▸ Goal
Give back all of the lines below word for word, but leave out the pictures.

---*---

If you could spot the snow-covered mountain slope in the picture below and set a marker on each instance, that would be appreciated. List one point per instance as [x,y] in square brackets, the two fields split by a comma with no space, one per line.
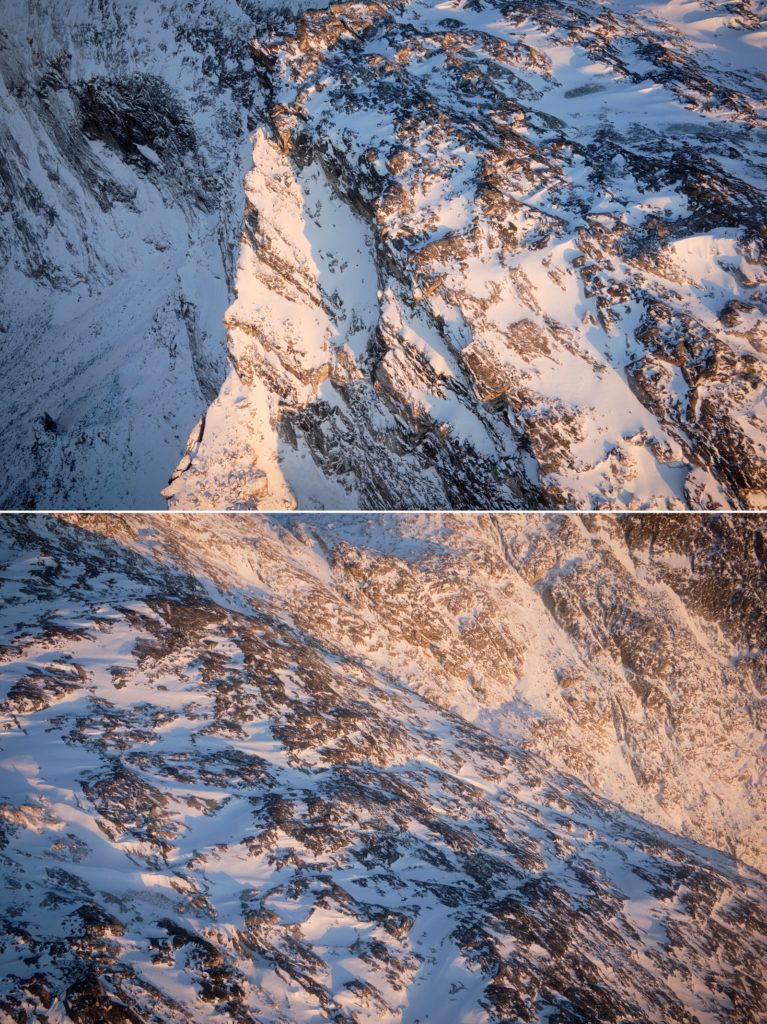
[631,652]
[499,255]
[488,255]
[123,144]
[212,812]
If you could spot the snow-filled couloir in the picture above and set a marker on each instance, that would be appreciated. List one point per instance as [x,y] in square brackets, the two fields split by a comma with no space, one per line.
[487,255]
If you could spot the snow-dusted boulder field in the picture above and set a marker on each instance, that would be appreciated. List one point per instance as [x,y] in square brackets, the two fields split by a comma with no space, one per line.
[433,770]
[484,255]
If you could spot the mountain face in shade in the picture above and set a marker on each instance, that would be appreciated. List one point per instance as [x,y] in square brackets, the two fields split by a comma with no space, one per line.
[486,255]
[365,769]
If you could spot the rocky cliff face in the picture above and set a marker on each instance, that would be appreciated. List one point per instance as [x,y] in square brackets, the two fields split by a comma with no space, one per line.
[282,770]
[499,255]
[123,142]
[502,255]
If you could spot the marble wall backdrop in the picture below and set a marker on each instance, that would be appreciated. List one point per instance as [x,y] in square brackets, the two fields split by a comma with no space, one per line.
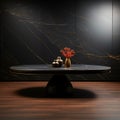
[34,32]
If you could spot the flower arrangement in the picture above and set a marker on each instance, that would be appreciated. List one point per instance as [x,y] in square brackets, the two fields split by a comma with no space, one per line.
[67,52]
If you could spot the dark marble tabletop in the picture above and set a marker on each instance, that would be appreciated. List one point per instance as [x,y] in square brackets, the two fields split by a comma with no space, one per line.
[48,69]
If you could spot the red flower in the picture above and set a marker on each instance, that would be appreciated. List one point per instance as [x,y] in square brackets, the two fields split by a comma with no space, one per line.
[67,52]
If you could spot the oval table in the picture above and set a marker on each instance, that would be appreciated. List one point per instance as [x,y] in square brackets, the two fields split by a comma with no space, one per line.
[59,84]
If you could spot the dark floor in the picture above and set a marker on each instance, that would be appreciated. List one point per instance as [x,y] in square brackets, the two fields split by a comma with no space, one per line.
[89,101]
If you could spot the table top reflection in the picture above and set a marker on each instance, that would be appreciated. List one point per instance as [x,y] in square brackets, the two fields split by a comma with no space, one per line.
[48,69]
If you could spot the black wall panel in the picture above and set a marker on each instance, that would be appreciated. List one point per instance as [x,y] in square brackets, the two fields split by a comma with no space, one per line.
[34,32]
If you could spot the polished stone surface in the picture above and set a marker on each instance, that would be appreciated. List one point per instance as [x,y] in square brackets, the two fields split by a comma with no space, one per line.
[75,68]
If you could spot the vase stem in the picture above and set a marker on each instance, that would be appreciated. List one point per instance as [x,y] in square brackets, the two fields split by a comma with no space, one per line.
[67,62]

---*---

▸ Exercise result
If you could spot the snow-covered mountain slope in the picture below and set a marker on each instance, that would be appreciated. List one point per instance as [x,y] in square brackets, the two fields split by a comma with no space, one per line.
[631,652]
[499,255]
[488,255]
[123,144]
[212,812]
If you could spot the snow-filled couloir in the picture above and set a marker on each instance, that would be appreciated. List one point per instance as [x,y] in square brackets, the two fields split by a comma with no space, one per line.
[487,255]
If you could spot the snow-dusted boulder field in the picture above and set a marker on each instance, that would be appreciated. List one point per instance as [x,y] in square brackets, the two fields split by a comma with no space, one per line.
[433,770]
[484,255]
If you could spot the mountain face in shade in the picture above and set a marker on each instance, that would be appreciated. List one point per instance as [x,y] in square brackets, the two fields split by a comma with no space, one per line.
[486,255]
[365,769]
If you could spot the rocky cliff face in the picture above and set a marker on each instance, that would be appreciated. List one point per instance as [x,y] in square brackets, the two fields split by a comma with no space, one per line.
[282,770]
[499,255]
[123,142]
[502,255]
If you could spot the marble wall backdrop in the picture below and set a marker on each instance, that would be appreciated. List one point per instance as [x,y] in square brackets, the two fields split by a comma with no space, one per line.
[34,32]
If you could spot the flower arrangement in the picture above and set a marker on each instance, that would be appreciated. List one point per instance as [x,y] in square brackets, the two fields split by a comma with no space, one per line.
[67,52]
If you could spot the dark marble tabletop in the picture above and set a marker on each instance, that would be appreciated. List one point per instance as [x,y] in square brackets, the two fields split by a comma with no space, one per line.
[48,69]
If you could spot the red flower in the picture above and set a marker on each instance, that would be appreciated. List one point per instance as [x,y] in square brackets, the two fields split by a comma with no space, one per line.
[67,52]
If you could spot the oval table in the picture above and set a marker on each instance, that would be appreciated. List one point per instance as [x,y] in square brackets, the two fields split by a comma with no space, one per line.
[59,84]
If you could spot the dark floor in the picture above and set a marker on each instance, that would be appreciated. List one point per instance as [x,y] in square brackets, the two fields split by a comma with no space, one per line.
[89,101]
If you could spot the table top reflection in the picture above and set a marker on each instance, that would be appreciated. List one point per instance as [x,y] in square brackets, the two fields split by a comma with no space, one per line.
[48,69]
If you could spot the black wall panel in the picture above and set a marker on each instance, that would be appreciated. List one point per instance as [x,y] in square brackets, the two fields split by a comma with no space, one per line.
[34,32]
If you could spot the polished stone surface in the picture above and set a marker on each instance, that would be appreciated. List one point per instance as [x,y] in square brackets, the two fields split by a comma with no space, one per line.
[75,68]
If you could spot the vase stem in the picture above and set a marker on each instance, that would be appreciated. List one point per instance as [x,y] in square brackets, the two fields split by a comma with no space, one per line.
[67,62]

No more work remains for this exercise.